▸ Challenge: Can you repeat every row below, swapping "pixel coordinates" for "x and y positions" and leaving everything else unchanged? Omit the pictures from your answer.

▸ Supplied entries:

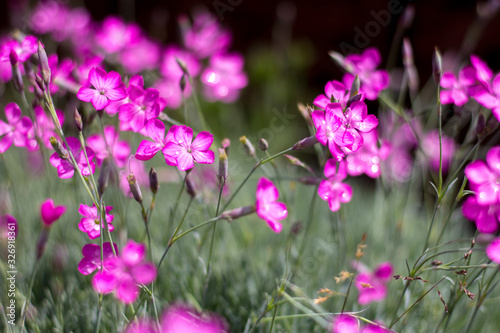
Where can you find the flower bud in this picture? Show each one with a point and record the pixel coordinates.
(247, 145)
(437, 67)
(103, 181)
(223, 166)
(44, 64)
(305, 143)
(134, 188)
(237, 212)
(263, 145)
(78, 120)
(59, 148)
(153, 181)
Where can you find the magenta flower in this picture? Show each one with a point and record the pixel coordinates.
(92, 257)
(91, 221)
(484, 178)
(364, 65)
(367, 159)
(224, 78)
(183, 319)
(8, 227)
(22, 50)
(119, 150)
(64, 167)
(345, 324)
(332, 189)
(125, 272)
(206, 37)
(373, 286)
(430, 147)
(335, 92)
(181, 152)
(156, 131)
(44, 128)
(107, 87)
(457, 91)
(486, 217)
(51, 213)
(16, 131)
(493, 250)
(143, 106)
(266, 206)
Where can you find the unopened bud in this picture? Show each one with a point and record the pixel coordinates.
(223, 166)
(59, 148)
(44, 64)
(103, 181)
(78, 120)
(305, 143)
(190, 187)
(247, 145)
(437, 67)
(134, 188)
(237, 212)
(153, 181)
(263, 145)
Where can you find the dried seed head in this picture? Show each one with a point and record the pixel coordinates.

▸ Output for this exercise:
Where can you find the flower bud in this picture? Show each one with a point and record the x and y positions.
(247, 145)
(437, 67)
(103, 181)
(223, 166)
(44, 64)
(305, 143)
(134, 188)
(237, 212)
(263, 145)
(78, 120)
(59, 148)
(153, 181)
Where can you find the magenta flower in this picture? Show each one with a point and record the x and y positions.
(92, 257)
(91, 221)
(484, 178)
(364, 65)
(367, 159)
(224, 78)
(183, 319)
(8, 227)
(22, 50)
(119, 150)
(64, 167)
(345, 324)
(332, 189)
(125, 272)
(206, 37)
(373, 286)
(430, 147)
(335, 92)
(181, 152)
(156, 131)
(44, 128)
(107, 87)
(457, 91)
(486, 217)
(51, 213)
(16, 131)
(493, 250)
(143, 106)
(266, 206)
Where can you find the unopened bud in this picture? Show each one with a point and record the x and y positions.
(223, 166)
(59, 148)
(44, 64)
(103, 181)
(78, 120)
(305, 143)
(190, 187)
(247, 145)
(437, 67)
(134, 188)
(237, 212)
(153, 181)
(263, 145)
Where can you find the dried seed head in this picture? Show each one with a point and record the x and y positions.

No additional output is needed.